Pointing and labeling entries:
╔══

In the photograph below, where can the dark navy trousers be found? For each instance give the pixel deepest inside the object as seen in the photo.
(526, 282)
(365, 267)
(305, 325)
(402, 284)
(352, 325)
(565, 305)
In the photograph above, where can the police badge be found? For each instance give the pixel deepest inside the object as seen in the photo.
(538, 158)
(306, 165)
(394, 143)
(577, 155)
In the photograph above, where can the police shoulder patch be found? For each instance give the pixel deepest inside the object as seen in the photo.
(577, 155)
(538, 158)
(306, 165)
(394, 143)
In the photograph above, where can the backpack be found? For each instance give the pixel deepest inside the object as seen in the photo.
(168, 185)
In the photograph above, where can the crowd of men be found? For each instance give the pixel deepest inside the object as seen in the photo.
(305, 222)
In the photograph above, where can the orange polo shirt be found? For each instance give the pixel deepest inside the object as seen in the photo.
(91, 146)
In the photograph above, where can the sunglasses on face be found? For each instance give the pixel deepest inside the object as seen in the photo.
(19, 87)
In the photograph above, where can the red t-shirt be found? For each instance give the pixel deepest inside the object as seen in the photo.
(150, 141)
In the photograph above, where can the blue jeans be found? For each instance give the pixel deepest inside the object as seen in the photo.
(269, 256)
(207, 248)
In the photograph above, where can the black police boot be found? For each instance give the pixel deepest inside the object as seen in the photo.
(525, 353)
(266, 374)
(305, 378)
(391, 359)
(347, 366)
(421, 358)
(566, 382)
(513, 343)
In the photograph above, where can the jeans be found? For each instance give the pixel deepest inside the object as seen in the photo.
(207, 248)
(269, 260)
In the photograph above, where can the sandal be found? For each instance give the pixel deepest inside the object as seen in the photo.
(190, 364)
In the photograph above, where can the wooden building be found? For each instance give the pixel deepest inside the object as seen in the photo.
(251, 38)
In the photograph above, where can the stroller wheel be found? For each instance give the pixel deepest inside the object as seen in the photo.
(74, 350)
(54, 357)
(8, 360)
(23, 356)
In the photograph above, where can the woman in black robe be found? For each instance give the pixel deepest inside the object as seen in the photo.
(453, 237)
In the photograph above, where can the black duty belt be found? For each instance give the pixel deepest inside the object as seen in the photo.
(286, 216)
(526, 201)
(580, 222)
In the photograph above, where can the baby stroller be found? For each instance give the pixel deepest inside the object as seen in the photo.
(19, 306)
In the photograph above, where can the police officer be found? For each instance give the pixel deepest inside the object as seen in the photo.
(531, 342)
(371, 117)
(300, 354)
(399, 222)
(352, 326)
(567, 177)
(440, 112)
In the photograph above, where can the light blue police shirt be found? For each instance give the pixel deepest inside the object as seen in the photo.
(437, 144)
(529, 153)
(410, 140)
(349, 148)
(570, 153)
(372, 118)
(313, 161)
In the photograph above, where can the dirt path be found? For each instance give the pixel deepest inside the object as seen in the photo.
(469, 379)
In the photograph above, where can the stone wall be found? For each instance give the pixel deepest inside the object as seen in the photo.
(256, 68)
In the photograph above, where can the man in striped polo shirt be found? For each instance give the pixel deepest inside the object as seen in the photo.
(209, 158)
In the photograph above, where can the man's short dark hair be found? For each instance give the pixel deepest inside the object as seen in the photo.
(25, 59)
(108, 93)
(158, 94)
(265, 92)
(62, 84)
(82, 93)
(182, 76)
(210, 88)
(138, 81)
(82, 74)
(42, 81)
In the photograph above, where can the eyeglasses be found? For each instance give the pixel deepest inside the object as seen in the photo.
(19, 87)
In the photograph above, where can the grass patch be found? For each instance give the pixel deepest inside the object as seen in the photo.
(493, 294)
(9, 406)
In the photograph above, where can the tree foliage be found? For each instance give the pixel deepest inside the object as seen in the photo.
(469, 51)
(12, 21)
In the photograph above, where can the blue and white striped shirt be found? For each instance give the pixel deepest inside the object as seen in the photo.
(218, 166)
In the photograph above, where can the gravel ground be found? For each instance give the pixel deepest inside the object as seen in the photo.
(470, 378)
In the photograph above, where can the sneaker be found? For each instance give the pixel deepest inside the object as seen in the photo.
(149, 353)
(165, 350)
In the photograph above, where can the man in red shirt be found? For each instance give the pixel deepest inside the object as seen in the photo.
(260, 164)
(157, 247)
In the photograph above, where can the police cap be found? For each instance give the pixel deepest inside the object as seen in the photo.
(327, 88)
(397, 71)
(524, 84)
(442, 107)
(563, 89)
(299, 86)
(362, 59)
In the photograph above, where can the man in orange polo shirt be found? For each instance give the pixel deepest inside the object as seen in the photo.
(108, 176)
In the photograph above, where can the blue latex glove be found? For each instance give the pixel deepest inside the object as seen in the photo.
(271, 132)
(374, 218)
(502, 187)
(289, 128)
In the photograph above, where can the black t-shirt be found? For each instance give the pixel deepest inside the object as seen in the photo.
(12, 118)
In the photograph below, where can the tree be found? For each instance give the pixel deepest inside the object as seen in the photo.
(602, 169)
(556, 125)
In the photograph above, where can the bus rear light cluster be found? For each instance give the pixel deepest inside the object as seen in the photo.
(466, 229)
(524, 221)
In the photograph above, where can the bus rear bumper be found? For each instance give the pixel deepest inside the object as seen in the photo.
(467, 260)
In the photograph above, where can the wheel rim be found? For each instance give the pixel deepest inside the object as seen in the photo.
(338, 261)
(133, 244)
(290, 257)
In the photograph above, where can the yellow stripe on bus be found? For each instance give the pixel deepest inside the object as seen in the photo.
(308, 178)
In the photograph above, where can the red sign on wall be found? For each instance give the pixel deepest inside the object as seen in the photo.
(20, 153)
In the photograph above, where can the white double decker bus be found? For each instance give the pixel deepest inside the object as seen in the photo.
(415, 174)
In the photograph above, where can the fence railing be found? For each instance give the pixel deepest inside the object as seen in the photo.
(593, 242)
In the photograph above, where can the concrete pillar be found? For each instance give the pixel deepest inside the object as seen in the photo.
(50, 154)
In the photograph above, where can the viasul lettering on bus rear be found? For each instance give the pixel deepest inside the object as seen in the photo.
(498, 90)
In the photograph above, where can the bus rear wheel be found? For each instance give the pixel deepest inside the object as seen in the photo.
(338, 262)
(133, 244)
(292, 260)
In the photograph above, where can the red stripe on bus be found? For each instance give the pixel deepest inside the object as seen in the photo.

╚══

#### [WORK TO COMPLETE]
Reproduce the lines word for word, from the line containing "In the photograph above, where can the concrete" through the end of the items.

#### [SOLUTION]
In the photograph above, where can the concrete pillar be found? For each instance give the pixel deepest inside the object as seen in the photo.
(50, 154)
In the photograph above, where can the viasul lettering on bus rear be found? For each instance give the pixel deepest inside the object as seen in the photo.
(498, 90)
In the photograph above, where can the bus rear wheel be found? For each instance give the pixel deepest inside the object as seen in the photo.
(338, 262)
(133, 244)
(292, 260)
In the photograph above, where can the red stripe on bus be found? For each instance give the pixel deepest inside the object as seen in the photo.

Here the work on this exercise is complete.